* [Text excerpt]
____________________

NEON LEVIATHAN
Blood. Oil. Obsession.
"The whale remembers you."
What This Actually Is
Neon brutalist aesthetic. Moby Dick narrative. Whaling management simulation where every choice matters.
1820s Atlantic whaling. Multi-voyage career. Crew management. Resource scarcity. Timed moral decisions. Brutal minimalist UI with bioluminescent cyan glow on abyss-black. Looks like scrimshaw carved in electric light.
Navigate storms. Hunt sperm whales. Manage crew morale. Watch men die. Return to port. Face your family. Spend your oil money. Set sail again. Repeat until retirement or death.
Choice-based narrative. Not arcade. Not instant-death. Methodical decisions where wrong choice means crew dies, ship sinks, or career ends. Resource horror meets voyage-loop progression in 1820s whaling fleet.
The whale isn't instant death. The whale is consequence compounded over ten voyages.
The Pitch
Whaling management game with neon brutalist aesthetic. Cyan bioluminescence on deep-ocean black. Resource horror with voyage-loop structure. Feels like reading Moby Dick while watching crew die from decisions you made three voyages ago.

____________________

* [Dataset content]
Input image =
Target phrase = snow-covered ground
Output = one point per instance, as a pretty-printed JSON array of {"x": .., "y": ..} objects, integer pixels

____________________

* [Exercises]
1. Please copy the Neon Leviathan pitch verbatim, beginning at the words "Navigate storms. Hunt" and stopping after "over ten voyages.".
2. According to the Neon Leviathan pitch, what glow color and background color make up the game's interface?

* [Problem solutions]
1.
Navigate storms. Hunt sperm whales. Manage crew morale. Watch men die. Return to port. Face your family. Spend your oil money. Set sail again. Repeat until retirement or death.
Choice-based narrative. Not arcade. Not instant-death. Methodical decisions where wrong choice means crew dies, ship sinks, or career ends. Resource horror meets voyage-loop progression in 1820s whaling fleet.
The whale isn't instant death. The whale is consequence compounded over ten voyages.

2. A bioluminescent cyan glow on abyss-black.